(EXTRACT)
========================================================================

A Texas-Sized Effort To Save a Huge Belgian Draft Horse
When Denton County firefighters arrived at the Texas mud pit, they met Bella, a huge Belgian draft horse sinking into the muck.
It was just after dawn on Sunday, Aug. 7, at Copper Canyon’s Unbridled Horse Therapy. Denton County Emergency Services District No. 1 Engine 513’s Capt. Stephen Forrest told Coffee or Die Magazine poor Bella “was a white horse, but it looked like a brown horse.”
“If it wasn’t for his neck and head, I mean, the whole thing was covered in mud,” he said.
They figured the 22-year-old mare must’ve been struggling in the mire all night. Forrest said Bella’s owner was trying to keep the animal calm by putting her body weight on the horse’s head and neck, but it wasn’t working.
A veterinarian was on the way to sedate the animal, but that took 20 minutes, and after the first shot, Bella kept “flipping out,” Forrest said. So she got another jolt of tranquilizer, and Forrest’s crew went to work.
First, they started digging out the muck.
“Its belly was even below the mud a little bit,” Forrest said. “Its legs were fully submerged but beneath the mud along with most of its belly. And she was not happy.”
Forrest realized he needed “all hands on deck,” so he called Engine 511 to assist. They even borrowed a homeowner’s garden spade, which Forrest conceded “worked the best, actually.”
“Even with all the straps and ropes, we didn’t have the equipment to really, to actually pull it out,” Forrest said. “A lot of the time, she was just chilling and would just, you know, be curious about us and what we were doing there, and then times we’re agitating her she would just start wiggling out and flailing her head around and slamming her face in the mud. She was pretty pissed.”
They dug trenches on both sides of the mare. At one point, Engine 513 firefighter Jonathan Tsakona was waist-deep in the mud with Bella.

========================================================================

(INPUT DATA)

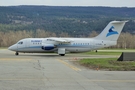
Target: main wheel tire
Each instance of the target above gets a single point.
(62, 54)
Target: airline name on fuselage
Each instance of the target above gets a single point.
(36, 40)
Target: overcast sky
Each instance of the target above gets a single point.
(111, 3)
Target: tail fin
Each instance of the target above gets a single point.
(111, 31)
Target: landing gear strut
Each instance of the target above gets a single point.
(16, 53)
(62, 54)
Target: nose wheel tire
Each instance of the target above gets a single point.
(16, 53)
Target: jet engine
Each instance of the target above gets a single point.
(48, 46)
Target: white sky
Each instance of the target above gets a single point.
(111, 3)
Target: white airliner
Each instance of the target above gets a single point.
(108, 37)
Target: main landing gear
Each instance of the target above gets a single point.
(62, 54)
(16, 53)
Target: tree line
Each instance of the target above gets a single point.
(126, 40)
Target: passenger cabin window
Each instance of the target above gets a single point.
(20, 43)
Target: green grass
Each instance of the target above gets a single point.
(108, 64)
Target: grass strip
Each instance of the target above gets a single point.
(110, 64)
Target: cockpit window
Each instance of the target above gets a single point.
(20, 42)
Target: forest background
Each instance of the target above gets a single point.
(18, 22)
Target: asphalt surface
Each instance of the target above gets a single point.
(53, 72)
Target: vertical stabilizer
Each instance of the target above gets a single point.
(111, 31)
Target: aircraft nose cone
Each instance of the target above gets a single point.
(13, 48)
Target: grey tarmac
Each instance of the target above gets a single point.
(53, 72)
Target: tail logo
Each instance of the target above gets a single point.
(111, 32)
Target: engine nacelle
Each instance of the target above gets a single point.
(48, 47)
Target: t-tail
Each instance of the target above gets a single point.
(112, 31)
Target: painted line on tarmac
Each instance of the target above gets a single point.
(15, 59)
(19, 79)
(112, 80)
(67, 64)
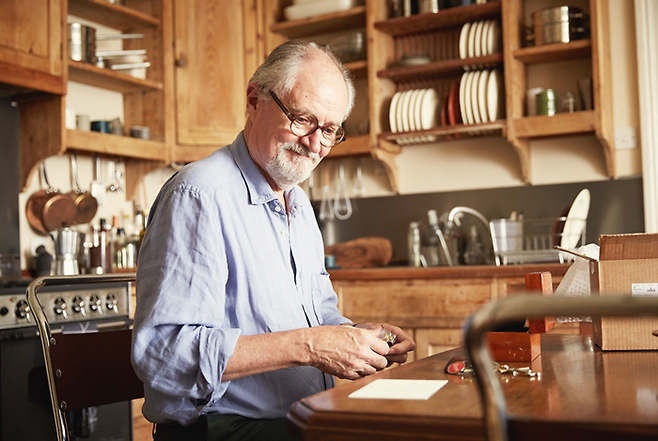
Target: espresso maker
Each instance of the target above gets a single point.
(68, 246)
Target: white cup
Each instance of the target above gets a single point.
(69, 119)
(531, 100)
(82, 122)
(507, 234)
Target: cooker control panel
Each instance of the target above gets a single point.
(69, 304)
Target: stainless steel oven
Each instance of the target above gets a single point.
(25, 410)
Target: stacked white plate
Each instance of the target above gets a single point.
(481, 96)
(479, 39)
(311, 8)
(414, 110)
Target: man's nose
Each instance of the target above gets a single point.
(313, 141)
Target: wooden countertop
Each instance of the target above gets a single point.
(445, 272)
(583, 393)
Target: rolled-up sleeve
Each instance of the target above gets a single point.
(181, 344)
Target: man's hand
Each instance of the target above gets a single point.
(346, 351)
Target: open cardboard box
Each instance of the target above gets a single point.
(524, 346)
(627, 266)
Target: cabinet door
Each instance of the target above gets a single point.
(215, 54)
(430, 341)
(32, 54)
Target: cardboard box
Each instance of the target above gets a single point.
(627, 266)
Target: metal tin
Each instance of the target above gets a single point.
(558, 14)
(561, 24)
(560, 32)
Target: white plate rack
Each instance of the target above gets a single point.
(533, 240)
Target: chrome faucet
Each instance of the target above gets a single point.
(454, 219)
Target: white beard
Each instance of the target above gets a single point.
(286, 173)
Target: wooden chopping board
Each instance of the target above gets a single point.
(364, 252)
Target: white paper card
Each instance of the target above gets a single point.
(645, 289)
(388, 389)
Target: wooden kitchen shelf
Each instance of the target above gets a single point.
(116, 145)
(550, 53)
(439, 68)
(322, 24)
(91, 75)
(358, 68)
(353, 146)
(460, 131)
(559, 124)
(112, 15)
(447, 18)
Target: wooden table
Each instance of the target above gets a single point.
(583, 394)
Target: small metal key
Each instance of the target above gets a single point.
(522, 371)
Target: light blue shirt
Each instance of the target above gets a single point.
(221, 259)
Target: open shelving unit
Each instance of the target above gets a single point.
(143, 98)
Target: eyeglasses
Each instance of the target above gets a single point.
(304, 124)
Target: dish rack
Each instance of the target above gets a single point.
(533, 240)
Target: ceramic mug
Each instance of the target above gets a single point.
(101, 126)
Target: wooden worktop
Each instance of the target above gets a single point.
(582, 393)
(446, 272)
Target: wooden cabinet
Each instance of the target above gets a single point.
(216, 53)
(311, 28)
(438, 36)
(592, 55)
(43, 132)
(431, 304)
(32, 46)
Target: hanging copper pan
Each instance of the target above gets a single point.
(86, 205)
(49, 209)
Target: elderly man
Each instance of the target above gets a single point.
(236, 318)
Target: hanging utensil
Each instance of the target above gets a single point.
(359, 189)
(49, 209)
(342, 203)
(97, 185)
(86, 204)
(326, 206)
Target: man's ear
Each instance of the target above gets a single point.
(252, 97)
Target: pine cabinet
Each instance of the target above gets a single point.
(32, 46)
(42, 129)
(437, 37)
(216, 52)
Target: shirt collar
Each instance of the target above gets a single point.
(258, 188)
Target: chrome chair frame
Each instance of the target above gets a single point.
(518, 308)
(46, 336)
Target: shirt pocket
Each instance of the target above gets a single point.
(322, 293)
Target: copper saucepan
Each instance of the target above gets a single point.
(48, 210)
(86, 204)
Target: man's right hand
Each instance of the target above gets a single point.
(346, 351)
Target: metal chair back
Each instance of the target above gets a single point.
(88, 369)
(517, 308)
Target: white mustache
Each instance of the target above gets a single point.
(302, 150)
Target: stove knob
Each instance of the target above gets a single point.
(78, 305)
(60, 308)
(23, 310)
(111, 303)
(96, 304)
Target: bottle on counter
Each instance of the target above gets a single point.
(120, 260)
(474, 252)
(416, 258)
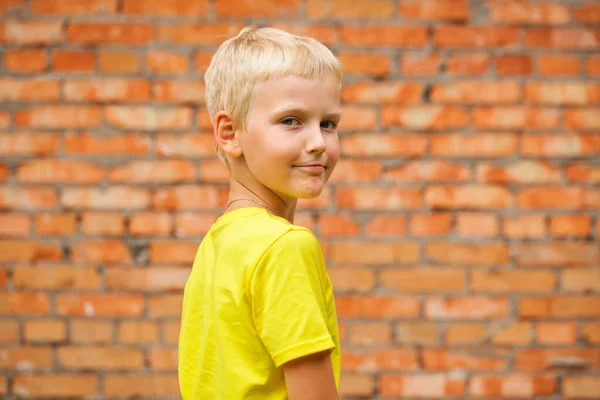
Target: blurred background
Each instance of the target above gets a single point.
(461, 228)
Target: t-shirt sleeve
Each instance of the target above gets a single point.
(288, 299)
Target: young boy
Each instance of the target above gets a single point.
(259, 318)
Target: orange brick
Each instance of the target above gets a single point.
(119, 62)
(478, 145)
(110, 33)
(468, 64)
(471, 307)
(266, 8)
(14, 225)
(419, 280)
(513, 64)
(434, 224)
(477, 225)
(556, 333)
(100, 305)
(24, 61)
(370, 333)
(167, 8)
(430, 385)
(417, 332)
(420, 63)
(483, 37)
(424, 117)
(350, 9)
(58, 385)
(72, 61)
(49, 330)
(148, 118)
(383, 198)
(384, 35)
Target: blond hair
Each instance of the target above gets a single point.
(256, 55)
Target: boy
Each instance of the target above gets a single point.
(259, 318)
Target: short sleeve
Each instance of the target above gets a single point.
(288, 299)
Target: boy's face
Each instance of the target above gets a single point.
(291, 144)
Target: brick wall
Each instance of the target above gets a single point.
(461, 228)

========================================================================

(ASSIGNED TASK A) Reproduce the part of the horse rescue article that opens with the words containing "It was just" and closes with "went to work.".
(ASSIGNED TASK B) According to the horse rescue article, how old was Bella?
(ASSIGNED TASK C) Carry on the horse rescue article from the point where it stops.
The items have nothing to do with the horse rescue article.

(FINAL ANSWER A)
It was just after dawn on Sunday, Aug. 7, at Copper Canyon’s Unbridled Horse Therapy. Denton County Emergency Services District No. 1 Engine 513’s Capt. Stephen Forrest told Coffee or Die Magazine poor Bella “was a white horse, but it looked like a brown horse.”
“If it wasn’t for his neck and head, I mean, the whole thing was covered in mud,” he said.
They figured the 22-year-old mare must’ve been struggling in the mire all night. Forrest said Bella’s owner was trying to keep the animal calm by putting her body weight on the horse’s head and neck, but it wasn’t working.
A veterinarian was on the way to sedate the animal, but that took 20 minutes, and after the first shot, Bella kept “flipping out,” Forrest said. So she got another jolt of tranquilizer, and Forrest’s crew went to work.

(FINAL ANSWER B) Bella was 22 years old.

(FINAL ANSWER C)
“Dude, I’m so glad I have you here, because nobody else was willing to do this,” Forrest remembered thinking.
They looped straps underneath the horse and used ropes from their Swiftwater rescue throw bag to hook to a tractor that a neighbor brought over.
“And we started pulling,” Forrest said, but “that snapped the rope pretty fast.”
A female draft horse can weigh more than 1,500 pounds, and Bella wasn’t skinny. She usually served as a therapy mount for a disabled child, helping the kid get exercise.
So Forrest rang the “the neighboring department,” Flower Mound’s Double Oak Volunteer Fire Department.
The volunteers brought their Ford F-550 brush truck with the winch attachment. Then they broke out the chains and tie ropes, and everyone began to budge the huge horse out of the pit.
It took Forrest and nine firefighters, the neighbor, the horse’s owner, a trainer, and a veterinarian to break Bella free, but she was finally out.
“It was cool, just a big collaborative effort,” Forrest said.
The vet placed a collar on Bella’s head and ropes on her tail.
The mare rested under a tent as the sedatives wore off. Forrest told Coffee or Die the horse looked “exhausted from when we first pulled it out.”
Megan Reynolds, the county emergency services spokesperson, told Coffee or Die the department was grateful “to rescue her from the mud and helped give the veterinarian a chance to treat Bella.”
Later that night, Bella died near where she got trapped.
Authorities suspect the stress of trying to heave herself out of the mire overnight took its toll.
Texas has a lot of horses, but Forrest said his crews don’t get many chances to rescue them.
He recalled an incident when a horse got its head stuck in a fence, and another time they transported a trainer who got bucked.
There isn’t a formal class to teach firefighters about saving horses, but he’s always glad to be one of the first responders on the scene.
“Every once in a while, we’ll get calls like this, especially just because where we’re at. There are so many horses and people doing equestrian and all sorts of stuff like that,” Forrest said. “But there’s not really any training. We just kind of wing it.”